• **GOAL OF THE EXERCISE**:
In the records below, the line with "For each instance of the windshield, imagine" opens the range and the line with "For each instance of the asphalt" closes it; print that range exactly and nothing else.

==*==

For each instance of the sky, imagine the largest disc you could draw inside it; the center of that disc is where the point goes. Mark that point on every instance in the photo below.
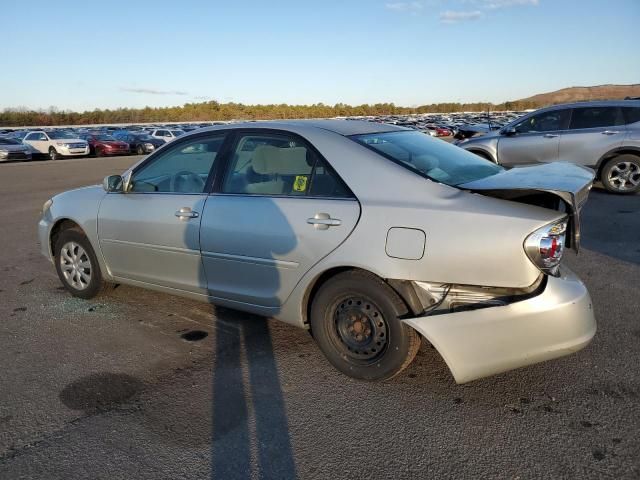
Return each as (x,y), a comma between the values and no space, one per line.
(81,55)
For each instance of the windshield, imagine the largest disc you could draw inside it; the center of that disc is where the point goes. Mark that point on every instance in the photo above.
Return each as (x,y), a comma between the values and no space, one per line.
(59,135)
(430,157)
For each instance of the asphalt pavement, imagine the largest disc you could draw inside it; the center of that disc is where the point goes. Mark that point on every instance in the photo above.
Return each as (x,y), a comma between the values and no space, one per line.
(137,384)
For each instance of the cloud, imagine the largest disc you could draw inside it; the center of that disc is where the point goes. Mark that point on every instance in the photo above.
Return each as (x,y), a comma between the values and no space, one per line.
(152,91)
(455,17)
(495,4)
(413,7)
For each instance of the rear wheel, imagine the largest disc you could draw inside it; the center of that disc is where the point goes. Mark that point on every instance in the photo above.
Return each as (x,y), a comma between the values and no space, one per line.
(355,319)
(77,265)
(53,154)
(621,174)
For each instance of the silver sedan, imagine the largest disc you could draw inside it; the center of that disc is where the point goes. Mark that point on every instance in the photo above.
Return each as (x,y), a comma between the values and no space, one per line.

==*==

• **EXERCISE RESULT**:
For each instance of the windshield, imagine the largest disc you could draw inside it; the center of that disc is where the point goes. Mark that point on every instance in the photo above.
Return each as (x,y), a comma between the values and no space, one per line.
(59,135)
(430,157)
For each instance of the asphalt pavement, imagine the largest disc you could draw inside it; the center of that disc is where the point goes. Mark that point on every instance in the photo above.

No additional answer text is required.